## [AIM OF THE TASK]
Nothing but the pictures should be left out when the entries below are duplicated.

*** GIVEN DATA ***

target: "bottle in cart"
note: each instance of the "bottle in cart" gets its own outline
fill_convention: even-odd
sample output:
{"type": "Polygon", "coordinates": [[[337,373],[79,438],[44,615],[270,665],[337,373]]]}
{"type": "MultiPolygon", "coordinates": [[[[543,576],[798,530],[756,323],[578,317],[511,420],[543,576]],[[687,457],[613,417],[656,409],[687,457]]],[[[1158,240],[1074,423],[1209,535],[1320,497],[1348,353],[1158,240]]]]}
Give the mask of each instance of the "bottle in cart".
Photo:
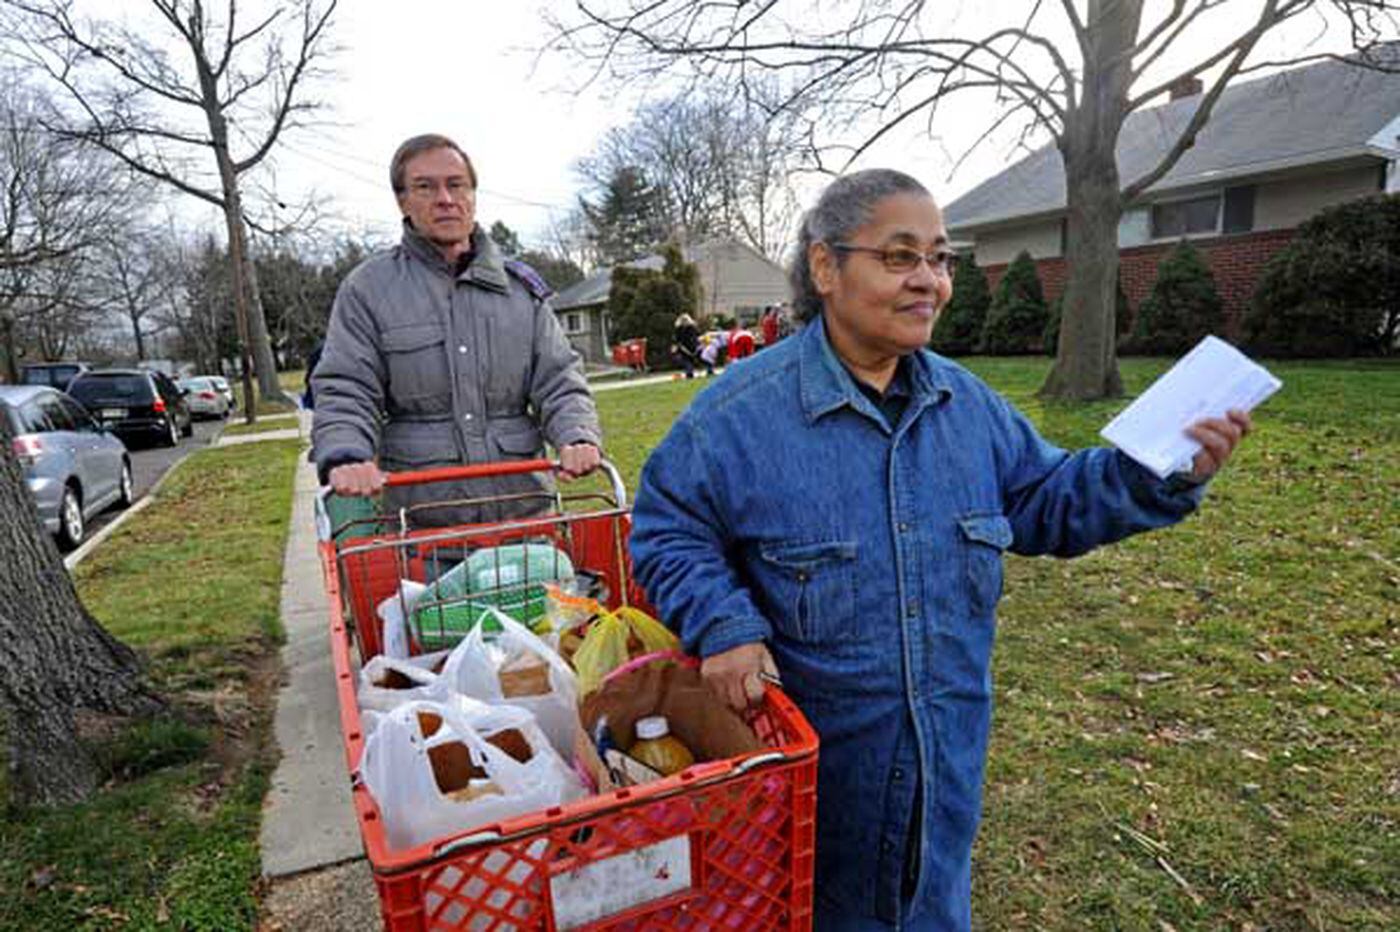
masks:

*** End of GIVEN DATA ***

## [RESPONSE AREA]
target: "bottle in cart"
note: each instance of the "bottle in cart" gets its own outline
fill_convention: even-odd
sample output:
{"type": "Polygon", "coordinates": [[[337,373],[79,438],[44,615],[270,665],[337,373]]]}
{"type": "MultiPolygon", "coordinates": [[[[543,576],[798,530],[756,323],[578,317],[511,420],[543,576]],[[687,457],[613,417],[656,409],[687,457]]],[[[1158,240],[1074,423],[1209,535],[1320,497],[1348,353],[1158,240]]]]}
Give the mask of each instance of the "bottle in cart".
Photo:
masks:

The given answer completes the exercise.